### What you should do
Write out, word for word, only the lines from the one containing "Target: forest background" through the final line of the data.

### Excerpted data
+===+

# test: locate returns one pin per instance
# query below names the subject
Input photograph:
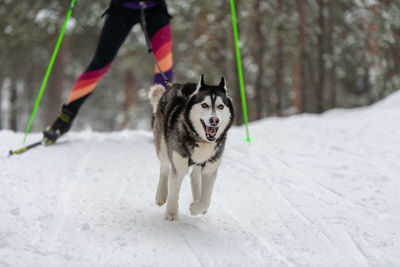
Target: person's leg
(159, 31)
(116, 28)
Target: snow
(310, 190)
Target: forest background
(299, 56)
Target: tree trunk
(331, 52)
(13, 108)
(1, 101)
(130, 92)
(279, 63)
(321, 59)
(236, 96)
(301, 69)
(373, 51)
(259, 61)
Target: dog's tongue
(211, 131)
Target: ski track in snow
(311, 190)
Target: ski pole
(46, 77)
(240, 71)
(22, 150)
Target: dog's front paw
(171, 216)
(197, 207)
(161, 197)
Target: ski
(28, 147)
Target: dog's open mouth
(211, 132)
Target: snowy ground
(309, 191)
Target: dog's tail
(156, 92)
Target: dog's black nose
(214, 121)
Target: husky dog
(190, 128)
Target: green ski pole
(46, 77)
(240, 71)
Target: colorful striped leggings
(118, 24)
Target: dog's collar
(191, 162)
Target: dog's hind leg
(195, 177)
(179, 169)
(208, 176)
(162, 188)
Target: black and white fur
(190, 128)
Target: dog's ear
(199, 85)
(201, 82)
(222, 85)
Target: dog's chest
(203, 152)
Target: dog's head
(210, 111)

+===+

### Solution below
Target: forest background
(299, 56)
Target: tree trunk
(331, 52)
(13, 108)
(1, 101)
(130, 92)
(279, 63)
(321, 59)
(236, 96)
(301, 69)
(373, 51)
(259, 61)
Target: dog's tongue
(211, 131)
Target: ski track in snow
(311, 190)
Target: ski pole
(46, 77)
(240, 71)
(22, 150)
Target: dog's front paw
(171, 216)
(197, 207)
(161, 197)
Target: ski
(28, 147)
Target: dog's open mouth
(211, 132)
Target: snowy ground
(309, 191)
Target: dog's tail
(156, 92)
Target: dog's black nose
(214, 121)
Target: husky dog
(190, 128)
Target: green ski pole
(46, 77)
(240, 71)
Target: colorful striped leggings
(118, 24)
Target: dog's collar
(191, 162)
Target: dog's hind leg
(195, 177)
(179, 169)
(208, 176)
(162, 188)
Target: black and white fur
(190, 128)
Target: dog's ear
(199, 85)
(201, 82)
(222, 85)
Target: dog's chest
(203, 152)
Target: dog's head
(210, 111)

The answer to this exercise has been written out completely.